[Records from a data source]
☆ ☆ ☆ ☆ ☆ ☆ ☆
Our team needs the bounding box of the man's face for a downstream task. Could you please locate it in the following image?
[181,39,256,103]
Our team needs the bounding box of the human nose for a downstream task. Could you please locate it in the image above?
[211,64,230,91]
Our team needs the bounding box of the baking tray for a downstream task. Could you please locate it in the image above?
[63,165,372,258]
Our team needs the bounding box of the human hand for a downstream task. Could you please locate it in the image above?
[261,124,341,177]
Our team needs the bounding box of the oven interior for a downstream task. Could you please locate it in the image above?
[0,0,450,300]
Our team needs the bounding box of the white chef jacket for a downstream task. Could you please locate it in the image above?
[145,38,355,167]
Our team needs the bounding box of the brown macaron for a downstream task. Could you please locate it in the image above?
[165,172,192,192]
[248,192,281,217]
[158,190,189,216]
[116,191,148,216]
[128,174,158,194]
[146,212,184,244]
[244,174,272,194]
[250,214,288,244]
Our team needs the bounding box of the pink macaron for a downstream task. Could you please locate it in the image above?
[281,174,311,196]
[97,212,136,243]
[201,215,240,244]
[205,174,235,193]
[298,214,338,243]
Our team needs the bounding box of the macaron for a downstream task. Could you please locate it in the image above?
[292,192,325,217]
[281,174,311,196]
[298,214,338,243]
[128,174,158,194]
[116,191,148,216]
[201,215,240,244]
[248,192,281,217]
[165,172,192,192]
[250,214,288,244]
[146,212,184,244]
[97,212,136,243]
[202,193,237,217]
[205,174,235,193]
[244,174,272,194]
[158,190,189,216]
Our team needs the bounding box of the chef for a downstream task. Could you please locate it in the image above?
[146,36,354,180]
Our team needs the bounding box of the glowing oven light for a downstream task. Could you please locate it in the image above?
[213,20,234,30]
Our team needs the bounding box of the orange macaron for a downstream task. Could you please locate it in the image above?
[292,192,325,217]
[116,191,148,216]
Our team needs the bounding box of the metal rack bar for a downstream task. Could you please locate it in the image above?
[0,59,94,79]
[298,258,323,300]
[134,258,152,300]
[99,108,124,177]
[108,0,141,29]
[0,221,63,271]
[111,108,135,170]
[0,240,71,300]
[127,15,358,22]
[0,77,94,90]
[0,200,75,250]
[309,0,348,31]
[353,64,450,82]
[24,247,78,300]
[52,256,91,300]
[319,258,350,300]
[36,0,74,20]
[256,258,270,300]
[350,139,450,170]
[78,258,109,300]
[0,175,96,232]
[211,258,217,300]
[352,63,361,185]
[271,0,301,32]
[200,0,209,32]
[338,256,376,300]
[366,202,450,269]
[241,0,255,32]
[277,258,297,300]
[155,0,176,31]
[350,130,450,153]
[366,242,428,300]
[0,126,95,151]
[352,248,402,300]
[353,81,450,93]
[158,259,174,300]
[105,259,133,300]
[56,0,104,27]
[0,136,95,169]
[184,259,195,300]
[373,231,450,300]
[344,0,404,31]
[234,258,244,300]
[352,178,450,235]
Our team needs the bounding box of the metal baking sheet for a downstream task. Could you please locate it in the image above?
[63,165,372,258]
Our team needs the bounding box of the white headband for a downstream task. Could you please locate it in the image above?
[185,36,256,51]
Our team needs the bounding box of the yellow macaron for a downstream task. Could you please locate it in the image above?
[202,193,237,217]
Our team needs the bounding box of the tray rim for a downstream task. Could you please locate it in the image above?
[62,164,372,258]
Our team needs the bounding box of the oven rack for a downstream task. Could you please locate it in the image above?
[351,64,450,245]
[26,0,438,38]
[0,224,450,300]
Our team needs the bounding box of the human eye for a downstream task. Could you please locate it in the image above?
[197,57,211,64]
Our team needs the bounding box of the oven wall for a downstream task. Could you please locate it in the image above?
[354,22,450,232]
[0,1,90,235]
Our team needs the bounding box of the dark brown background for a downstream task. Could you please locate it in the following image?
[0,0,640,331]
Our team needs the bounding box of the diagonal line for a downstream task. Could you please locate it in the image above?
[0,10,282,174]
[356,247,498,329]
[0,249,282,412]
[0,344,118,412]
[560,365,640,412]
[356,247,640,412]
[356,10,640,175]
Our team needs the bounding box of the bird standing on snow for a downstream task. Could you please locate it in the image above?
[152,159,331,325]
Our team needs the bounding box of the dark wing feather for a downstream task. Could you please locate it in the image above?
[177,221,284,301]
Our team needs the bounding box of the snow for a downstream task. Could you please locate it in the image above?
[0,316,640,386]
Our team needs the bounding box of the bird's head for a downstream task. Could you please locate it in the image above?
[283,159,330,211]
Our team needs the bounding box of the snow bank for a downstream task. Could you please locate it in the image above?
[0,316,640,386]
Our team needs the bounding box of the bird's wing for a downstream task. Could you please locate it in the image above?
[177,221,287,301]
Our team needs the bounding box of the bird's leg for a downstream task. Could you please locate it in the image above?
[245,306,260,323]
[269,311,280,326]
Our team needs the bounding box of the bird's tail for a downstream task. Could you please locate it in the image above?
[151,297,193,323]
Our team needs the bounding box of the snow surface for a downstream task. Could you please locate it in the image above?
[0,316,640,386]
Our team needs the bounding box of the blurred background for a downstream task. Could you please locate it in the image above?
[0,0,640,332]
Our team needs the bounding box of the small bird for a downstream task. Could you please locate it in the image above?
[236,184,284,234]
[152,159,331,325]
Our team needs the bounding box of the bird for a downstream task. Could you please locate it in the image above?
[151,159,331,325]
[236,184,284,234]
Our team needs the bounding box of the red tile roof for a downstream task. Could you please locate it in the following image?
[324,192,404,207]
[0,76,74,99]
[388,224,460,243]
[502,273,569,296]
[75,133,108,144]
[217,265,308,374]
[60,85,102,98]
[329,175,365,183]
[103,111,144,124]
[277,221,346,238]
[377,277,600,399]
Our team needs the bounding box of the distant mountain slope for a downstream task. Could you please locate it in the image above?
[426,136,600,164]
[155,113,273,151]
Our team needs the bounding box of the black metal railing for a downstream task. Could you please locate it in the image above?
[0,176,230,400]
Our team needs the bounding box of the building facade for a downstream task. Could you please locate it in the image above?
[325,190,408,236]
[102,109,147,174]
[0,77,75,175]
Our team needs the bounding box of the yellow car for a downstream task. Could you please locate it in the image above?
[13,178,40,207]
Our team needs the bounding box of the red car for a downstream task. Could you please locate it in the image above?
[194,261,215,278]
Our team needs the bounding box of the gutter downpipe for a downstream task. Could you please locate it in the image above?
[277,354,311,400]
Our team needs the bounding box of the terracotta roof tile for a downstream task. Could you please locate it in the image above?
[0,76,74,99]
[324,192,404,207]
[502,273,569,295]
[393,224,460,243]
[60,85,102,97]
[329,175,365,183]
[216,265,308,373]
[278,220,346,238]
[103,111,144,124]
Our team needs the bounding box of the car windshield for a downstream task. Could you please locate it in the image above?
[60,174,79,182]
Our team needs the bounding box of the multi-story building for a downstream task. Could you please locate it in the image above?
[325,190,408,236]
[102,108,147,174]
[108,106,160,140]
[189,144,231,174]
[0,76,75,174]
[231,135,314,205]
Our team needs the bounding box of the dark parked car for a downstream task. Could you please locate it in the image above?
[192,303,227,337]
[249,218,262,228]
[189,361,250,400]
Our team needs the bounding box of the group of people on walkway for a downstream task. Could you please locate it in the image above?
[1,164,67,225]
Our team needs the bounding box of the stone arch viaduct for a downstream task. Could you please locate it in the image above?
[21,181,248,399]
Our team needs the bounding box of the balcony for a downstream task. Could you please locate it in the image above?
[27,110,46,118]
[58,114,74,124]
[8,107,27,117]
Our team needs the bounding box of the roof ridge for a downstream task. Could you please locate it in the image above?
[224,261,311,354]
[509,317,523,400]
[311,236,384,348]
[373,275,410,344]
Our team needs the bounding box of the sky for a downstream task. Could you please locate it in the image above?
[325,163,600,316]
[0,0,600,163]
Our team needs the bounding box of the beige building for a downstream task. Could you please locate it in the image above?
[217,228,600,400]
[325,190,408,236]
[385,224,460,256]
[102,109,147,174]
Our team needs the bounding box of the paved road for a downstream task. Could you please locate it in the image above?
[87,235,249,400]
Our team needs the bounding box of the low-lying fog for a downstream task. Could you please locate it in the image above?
☆ ☆ ☆ ☆ ☆ ☆ ☆
- WHAT IS EXPECTED
Convert the data into a Markdown table with the columns Line No. and Entry. Start at the line that contains "Our team needs the bounding box of the bird for" and end at the line that contains "[277,354,311,400]", giving each line a row number and skipping any blank lines.

- TASK ANSWER
| Line No. | Entry |
|---|---|
| 1 | Our team needs the bounding box of the bird for a downstream task. Could you please locate it in the image above? |
| 2 | [151,159,331,325] |
| 3 | [236,184,284,234] |
| 4 | Our team needs the bounding box of the red tile roof for a downstream task. Could you please locate it in the following image? |
| 5 | [324,192,404,207] |
| 6 | [0,76,74,99] |
| 7 | [388,224,460,243] |
| 8 | [502,273,569,296] |
| 9 | [75,133,108,144] |
| 10 | [217,265,308,374] |
| 11 | [60,85,102,98] |
| 12 | [329,175,365,183] |
| 13 | [103,111,144,124] |
| 14 | [277,221,346,238] |
| 15 | [377,277,600,399] |
| 16 | Our team needs the bounding box of the distant mountain slope for a downstream task. Could you please locate it in the image above? |
| 17 | [426,136,600,164] |
| 18 | [155,113,273,151] |
| 19 | Our team needs the bounding box of the black metal railing for a downstream task. Could you please locate it in the image above? |
| 20 | [0,176,230,400] |
| 21 | Our team needs the bounding box of the building facade for a downstream task. Could you please locate it in the image above? |
| 22 | [325,190,408,236] |
| 23 | [102,109,147,174] |
| 24 | [0,77,75,175] |
| 25 | Our team needs the bounding box of the yellow car for a downstream task. Could you please locate it in the image above? |
| 26 | [13,178,40,207] |
| 27 | Our team needs the bounding box of the red car for a downstream task. Could you please locate it in the image above? |
| 28 | [194,261,215,278] |
| 29 | Our team needs the bounding box of the gutter downpipe for a downstream task. Could you please locate it in the image above? |
| 30 | [277,354,311,400] |